◆ **To do**
Pick out each line of the items below that contains the word "dark". Uppercase and lowercase letters count as different.

◆ **Records for the exercise**
— BEGIN —

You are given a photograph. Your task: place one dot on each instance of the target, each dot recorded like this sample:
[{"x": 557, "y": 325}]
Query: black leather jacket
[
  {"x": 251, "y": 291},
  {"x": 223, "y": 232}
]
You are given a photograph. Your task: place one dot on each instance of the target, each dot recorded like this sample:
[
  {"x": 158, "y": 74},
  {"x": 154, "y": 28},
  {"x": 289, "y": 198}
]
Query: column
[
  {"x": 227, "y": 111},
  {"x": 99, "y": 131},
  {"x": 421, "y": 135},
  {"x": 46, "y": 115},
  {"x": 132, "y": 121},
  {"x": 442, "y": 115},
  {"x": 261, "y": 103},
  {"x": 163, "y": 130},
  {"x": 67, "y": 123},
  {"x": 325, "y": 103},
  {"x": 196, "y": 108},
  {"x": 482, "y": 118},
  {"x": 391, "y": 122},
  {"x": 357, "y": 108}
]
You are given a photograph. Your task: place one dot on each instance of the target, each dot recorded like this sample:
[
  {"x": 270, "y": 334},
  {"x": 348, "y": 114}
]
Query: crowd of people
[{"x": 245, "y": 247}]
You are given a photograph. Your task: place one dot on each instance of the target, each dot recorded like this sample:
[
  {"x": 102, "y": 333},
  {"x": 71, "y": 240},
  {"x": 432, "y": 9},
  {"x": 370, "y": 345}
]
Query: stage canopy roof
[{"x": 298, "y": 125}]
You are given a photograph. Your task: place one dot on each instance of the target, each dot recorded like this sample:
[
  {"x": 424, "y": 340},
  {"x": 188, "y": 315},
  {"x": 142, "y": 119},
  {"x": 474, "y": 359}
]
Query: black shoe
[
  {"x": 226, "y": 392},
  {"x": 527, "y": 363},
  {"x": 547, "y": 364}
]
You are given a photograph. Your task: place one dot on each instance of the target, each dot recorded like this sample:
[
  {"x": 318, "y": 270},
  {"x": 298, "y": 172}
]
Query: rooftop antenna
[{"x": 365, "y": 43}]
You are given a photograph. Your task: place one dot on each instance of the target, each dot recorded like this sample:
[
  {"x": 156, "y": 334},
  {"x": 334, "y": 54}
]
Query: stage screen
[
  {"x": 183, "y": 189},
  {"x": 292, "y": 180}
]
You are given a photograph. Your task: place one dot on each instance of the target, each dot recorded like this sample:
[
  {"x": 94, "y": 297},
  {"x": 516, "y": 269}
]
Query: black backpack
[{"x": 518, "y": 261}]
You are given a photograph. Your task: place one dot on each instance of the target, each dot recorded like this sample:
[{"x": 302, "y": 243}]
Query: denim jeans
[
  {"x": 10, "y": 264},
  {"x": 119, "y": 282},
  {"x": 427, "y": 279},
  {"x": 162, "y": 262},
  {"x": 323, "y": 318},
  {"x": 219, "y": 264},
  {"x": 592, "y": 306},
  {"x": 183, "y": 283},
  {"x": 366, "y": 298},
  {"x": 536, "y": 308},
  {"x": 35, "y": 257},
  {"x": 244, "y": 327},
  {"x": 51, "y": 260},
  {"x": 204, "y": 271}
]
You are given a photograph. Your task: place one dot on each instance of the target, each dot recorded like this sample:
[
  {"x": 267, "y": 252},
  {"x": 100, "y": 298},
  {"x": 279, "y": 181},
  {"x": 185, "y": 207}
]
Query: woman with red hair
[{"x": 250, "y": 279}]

— END —
— BEGIN —

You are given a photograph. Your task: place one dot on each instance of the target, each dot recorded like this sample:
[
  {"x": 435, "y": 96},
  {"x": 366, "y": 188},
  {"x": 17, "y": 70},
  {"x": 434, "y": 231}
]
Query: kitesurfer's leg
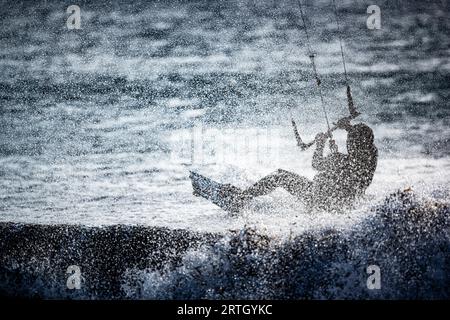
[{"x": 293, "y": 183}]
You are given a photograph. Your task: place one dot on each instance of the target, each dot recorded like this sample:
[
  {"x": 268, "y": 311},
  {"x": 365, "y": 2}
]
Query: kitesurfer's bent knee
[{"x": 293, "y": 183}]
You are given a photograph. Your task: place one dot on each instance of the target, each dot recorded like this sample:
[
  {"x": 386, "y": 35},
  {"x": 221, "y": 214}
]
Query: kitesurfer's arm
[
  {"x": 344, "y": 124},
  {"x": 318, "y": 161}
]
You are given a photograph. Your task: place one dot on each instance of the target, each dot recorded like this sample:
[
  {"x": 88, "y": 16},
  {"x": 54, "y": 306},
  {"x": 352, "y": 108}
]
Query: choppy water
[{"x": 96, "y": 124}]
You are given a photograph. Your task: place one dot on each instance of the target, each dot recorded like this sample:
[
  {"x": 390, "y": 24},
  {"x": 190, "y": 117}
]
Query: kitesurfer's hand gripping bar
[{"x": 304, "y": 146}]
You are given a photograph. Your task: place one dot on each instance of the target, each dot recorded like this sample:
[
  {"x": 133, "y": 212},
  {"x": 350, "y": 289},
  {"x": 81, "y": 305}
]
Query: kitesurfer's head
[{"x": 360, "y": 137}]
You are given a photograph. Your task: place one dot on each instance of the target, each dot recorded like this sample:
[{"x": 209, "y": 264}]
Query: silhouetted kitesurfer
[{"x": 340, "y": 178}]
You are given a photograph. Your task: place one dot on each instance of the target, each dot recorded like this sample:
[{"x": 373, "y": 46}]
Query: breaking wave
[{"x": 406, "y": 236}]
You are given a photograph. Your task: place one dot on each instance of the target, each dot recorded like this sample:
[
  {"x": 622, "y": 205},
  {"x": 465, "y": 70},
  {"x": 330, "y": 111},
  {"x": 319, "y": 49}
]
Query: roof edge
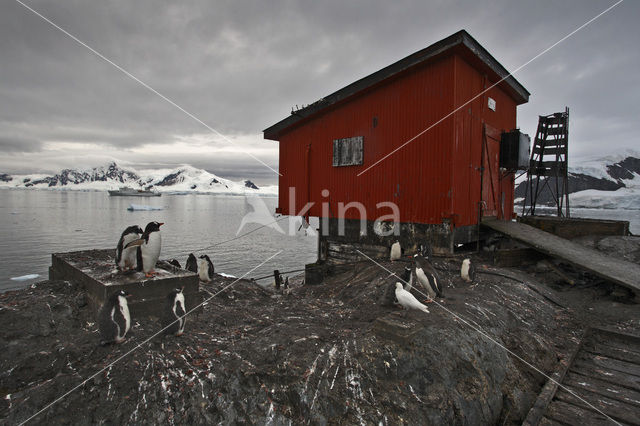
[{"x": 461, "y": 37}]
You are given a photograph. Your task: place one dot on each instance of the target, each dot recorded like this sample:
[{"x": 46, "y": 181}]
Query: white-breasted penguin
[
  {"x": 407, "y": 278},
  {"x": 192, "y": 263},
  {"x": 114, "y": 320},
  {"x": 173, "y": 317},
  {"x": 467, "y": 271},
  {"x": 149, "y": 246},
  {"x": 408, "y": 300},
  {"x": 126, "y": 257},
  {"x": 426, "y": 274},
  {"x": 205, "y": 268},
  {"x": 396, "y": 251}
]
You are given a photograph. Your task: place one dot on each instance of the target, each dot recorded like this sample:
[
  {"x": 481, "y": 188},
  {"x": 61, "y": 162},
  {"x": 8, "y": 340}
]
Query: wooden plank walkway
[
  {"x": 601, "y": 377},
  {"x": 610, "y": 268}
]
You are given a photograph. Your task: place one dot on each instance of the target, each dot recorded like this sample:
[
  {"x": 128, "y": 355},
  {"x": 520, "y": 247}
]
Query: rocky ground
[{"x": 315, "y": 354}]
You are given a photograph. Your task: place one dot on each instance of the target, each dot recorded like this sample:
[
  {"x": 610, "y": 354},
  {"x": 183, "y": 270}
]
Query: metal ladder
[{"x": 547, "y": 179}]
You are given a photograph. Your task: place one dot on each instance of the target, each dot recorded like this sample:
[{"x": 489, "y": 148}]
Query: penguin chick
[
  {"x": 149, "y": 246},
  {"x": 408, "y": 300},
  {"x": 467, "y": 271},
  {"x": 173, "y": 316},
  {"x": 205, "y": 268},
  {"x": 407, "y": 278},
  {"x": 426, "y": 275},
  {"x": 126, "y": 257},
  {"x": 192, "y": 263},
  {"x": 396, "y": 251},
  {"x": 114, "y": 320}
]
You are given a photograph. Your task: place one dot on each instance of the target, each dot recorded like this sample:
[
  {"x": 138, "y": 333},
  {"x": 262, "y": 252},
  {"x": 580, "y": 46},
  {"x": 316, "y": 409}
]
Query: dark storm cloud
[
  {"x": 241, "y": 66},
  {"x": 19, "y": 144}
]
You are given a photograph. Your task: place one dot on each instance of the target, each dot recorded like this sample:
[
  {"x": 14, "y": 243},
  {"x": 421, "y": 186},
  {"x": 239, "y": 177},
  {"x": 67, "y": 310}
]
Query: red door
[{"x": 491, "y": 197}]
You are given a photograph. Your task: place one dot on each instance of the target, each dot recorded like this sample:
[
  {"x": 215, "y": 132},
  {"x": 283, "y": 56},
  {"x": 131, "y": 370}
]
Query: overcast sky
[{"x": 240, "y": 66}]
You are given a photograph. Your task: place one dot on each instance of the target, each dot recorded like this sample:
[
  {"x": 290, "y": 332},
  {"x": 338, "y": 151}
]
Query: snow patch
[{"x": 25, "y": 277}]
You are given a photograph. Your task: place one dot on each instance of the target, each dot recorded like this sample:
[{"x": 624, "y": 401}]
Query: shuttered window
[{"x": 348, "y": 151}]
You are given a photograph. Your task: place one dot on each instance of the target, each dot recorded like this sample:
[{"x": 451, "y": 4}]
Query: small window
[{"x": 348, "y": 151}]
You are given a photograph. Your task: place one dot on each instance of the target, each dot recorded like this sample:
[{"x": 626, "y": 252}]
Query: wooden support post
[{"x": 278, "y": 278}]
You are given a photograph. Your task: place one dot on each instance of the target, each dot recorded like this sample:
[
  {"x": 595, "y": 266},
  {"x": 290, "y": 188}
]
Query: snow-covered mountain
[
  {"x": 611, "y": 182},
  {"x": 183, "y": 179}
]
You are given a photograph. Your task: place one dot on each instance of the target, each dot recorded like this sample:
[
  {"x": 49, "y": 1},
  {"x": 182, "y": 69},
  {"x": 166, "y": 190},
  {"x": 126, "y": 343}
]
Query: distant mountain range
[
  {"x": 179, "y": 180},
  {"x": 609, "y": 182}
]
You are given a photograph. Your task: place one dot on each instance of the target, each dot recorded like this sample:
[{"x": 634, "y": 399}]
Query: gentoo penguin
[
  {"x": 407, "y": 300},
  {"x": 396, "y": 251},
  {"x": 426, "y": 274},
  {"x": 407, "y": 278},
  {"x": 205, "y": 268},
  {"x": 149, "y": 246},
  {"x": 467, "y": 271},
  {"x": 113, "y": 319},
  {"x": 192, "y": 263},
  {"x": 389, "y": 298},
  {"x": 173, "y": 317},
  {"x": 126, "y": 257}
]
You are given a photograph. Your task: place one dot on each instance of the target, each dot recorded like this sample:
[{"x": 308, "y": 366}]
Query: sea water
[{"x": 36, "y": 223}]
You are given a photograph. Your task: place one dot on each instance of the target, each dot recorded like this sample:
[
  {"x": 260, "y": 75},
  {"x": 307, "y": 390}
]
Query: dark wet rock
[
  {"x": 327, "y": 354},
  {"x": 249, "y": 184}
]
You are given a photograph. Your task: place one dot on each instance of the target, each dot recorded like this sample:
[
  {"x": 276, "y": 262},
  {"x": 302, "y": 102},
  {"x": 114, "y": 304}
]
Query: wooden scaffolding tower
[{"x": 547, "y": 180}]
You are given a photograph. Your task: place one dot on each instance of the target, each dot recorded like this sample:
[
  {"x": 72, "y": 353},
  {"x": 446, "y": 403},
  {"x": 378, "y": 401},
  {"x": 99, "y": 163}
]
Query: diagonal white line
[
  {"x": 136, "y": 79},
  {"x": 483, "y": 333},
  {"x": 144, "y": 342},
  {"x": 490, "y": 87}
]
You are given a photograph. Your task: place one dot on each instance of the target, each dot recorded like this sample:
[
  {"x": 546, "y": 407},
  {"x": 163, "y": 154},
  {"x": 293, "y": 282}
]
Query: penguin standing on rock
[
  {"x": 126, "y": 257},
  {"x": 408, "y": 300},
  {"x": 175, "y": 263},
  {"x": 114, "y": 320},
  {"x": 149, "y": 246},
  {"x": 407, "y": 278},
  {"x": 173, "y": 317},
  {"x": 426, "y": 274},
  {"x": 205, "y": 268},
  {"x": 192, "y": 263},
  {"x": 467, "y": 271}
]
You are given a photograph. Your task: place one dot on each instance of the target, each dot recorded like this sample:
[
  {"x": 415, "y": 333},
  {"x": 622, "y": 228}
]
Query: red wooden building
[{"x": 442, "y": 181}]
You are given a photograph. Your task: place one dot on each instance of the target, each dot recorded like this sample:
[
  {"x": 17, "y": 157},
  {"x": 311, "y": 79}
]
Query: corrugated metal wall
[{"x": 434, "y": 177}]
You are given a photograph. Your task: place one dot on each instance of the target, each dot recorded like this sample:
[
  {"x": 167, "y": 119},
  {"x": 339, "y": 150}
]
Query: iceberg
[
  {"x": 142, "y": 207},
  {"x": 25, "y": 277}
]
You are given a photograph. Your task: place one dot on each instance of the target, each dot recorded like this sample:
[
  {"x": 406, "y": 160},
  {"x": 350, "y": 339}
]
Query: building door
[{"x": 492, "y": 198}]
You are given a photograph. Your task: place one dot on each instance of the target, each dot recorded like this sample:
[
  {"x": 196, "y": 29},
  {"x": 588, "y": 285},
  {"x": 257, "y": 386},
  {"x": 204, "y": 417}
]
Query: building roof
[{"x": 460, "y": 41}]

— END —

◆ **The solution**
Query: dark storm cloud
Query: dark wet rock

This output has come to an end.